» **Exercise prompt**
Pull out every line of the material below that contains the word "lapel", treating uppercase and lowercase letters as different.

>>>

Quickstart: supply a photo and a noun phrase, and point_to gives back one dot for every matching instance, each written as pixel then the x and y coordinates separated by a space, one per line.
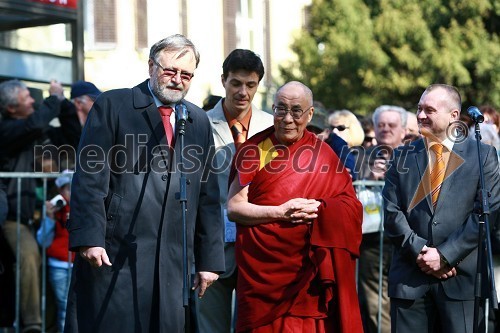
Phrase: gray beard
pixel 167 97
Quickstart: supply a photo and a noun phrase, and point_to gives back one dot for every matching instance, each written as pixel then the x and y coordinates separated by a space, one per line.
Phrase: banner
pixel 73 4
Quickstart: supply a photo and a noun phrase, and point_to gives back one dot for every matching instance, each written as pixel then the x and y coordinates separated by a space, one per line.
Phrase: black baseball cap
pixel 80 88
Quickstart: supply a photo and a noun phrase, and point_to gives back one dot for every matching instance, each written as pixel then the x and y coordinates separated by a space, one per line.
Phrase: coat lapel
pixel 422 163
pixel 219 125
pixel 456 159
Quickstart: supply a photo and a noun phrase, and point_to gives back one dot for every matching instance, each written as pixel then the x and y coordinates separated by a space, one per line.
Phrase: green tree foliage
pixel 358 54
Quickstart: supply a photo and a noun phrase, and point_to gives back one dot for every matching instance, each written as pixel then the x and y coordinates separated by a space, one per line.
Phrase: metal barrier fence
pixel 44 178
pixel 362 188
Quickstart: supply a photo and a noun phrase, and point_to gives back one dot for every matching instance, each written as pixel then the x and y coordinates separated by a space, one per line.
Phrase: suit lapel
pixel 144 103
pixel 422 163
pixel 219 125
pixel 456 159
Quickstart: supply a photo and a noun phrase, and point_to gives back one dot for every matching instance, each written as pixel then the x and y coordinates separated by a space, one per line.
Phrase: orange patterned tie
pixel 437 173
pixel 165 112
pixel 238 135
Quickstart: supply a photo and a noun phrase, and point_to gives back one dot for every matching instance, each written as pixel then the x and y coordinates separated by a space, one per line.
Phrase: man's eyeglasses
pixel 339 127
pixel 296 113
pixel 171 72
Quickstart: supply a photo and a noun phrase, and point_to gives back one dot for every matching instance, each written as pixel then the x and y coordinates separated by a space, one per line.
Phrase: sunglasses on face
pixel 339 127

<<<
>>>

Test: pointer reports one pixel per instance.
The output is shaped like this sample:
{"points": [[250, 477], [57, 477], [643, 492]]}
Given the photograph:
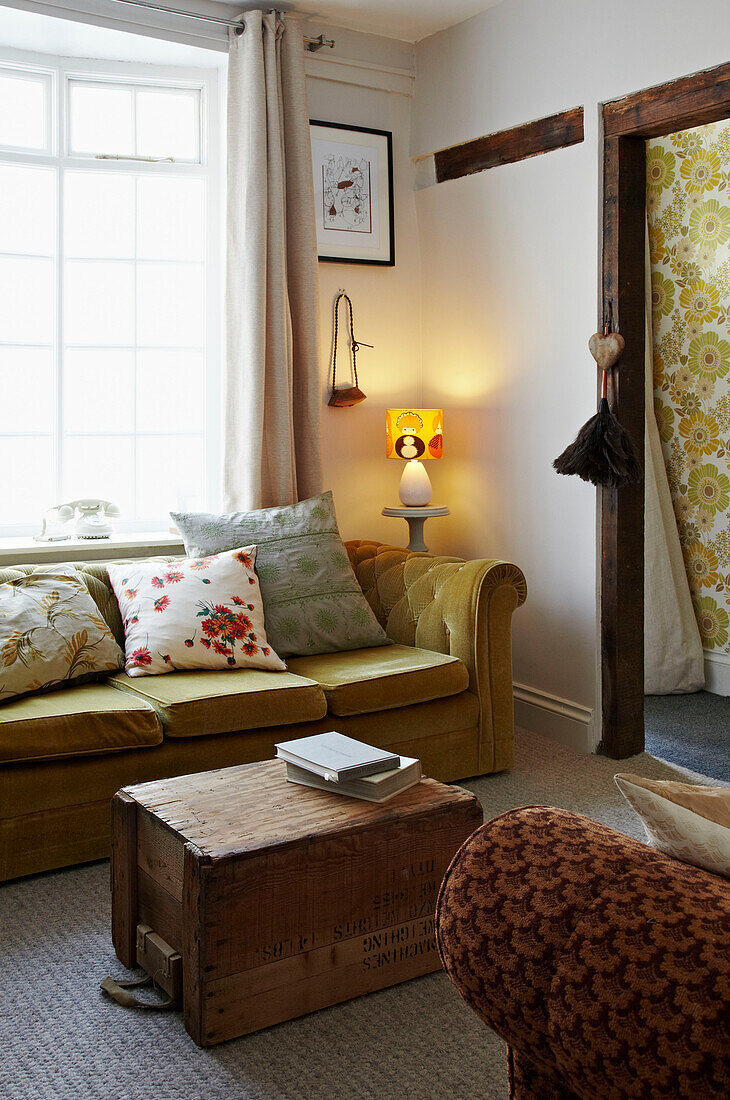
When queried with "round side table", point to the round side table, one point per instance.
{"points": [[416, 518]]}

<<<
>>>

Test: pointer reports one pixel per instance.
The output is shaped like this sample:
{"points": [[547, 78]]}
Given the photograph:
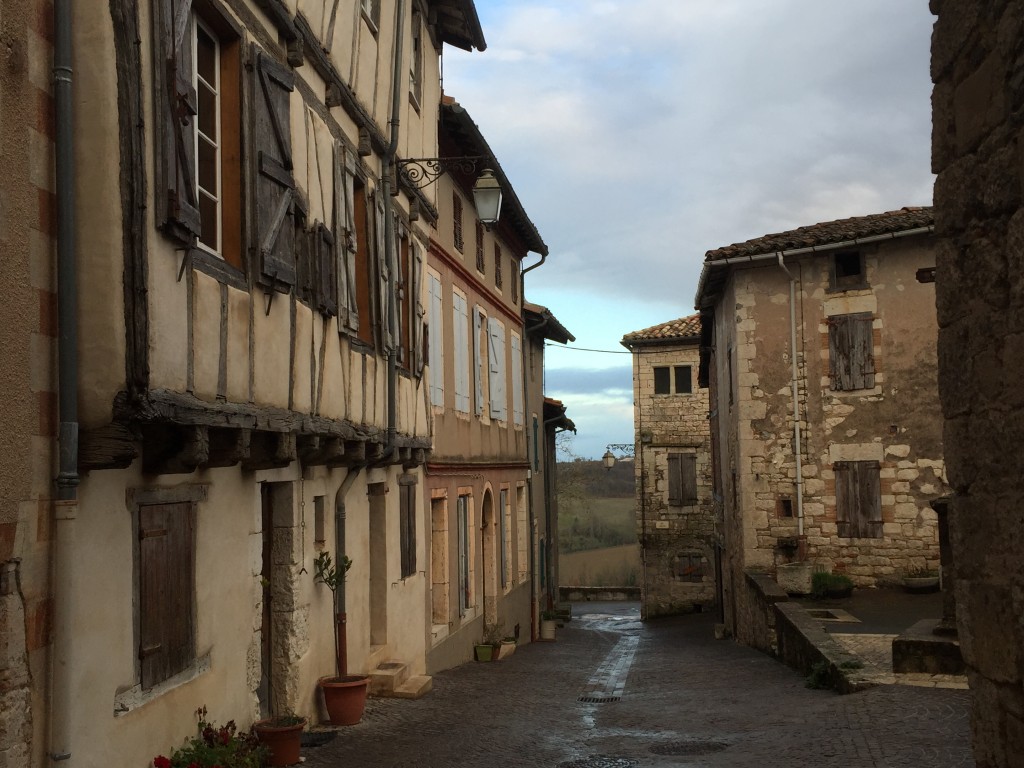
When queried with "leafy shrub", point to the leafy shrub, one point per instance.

<<<

» **Reply**
Phrase: coat lapel
Phrase: suit lapel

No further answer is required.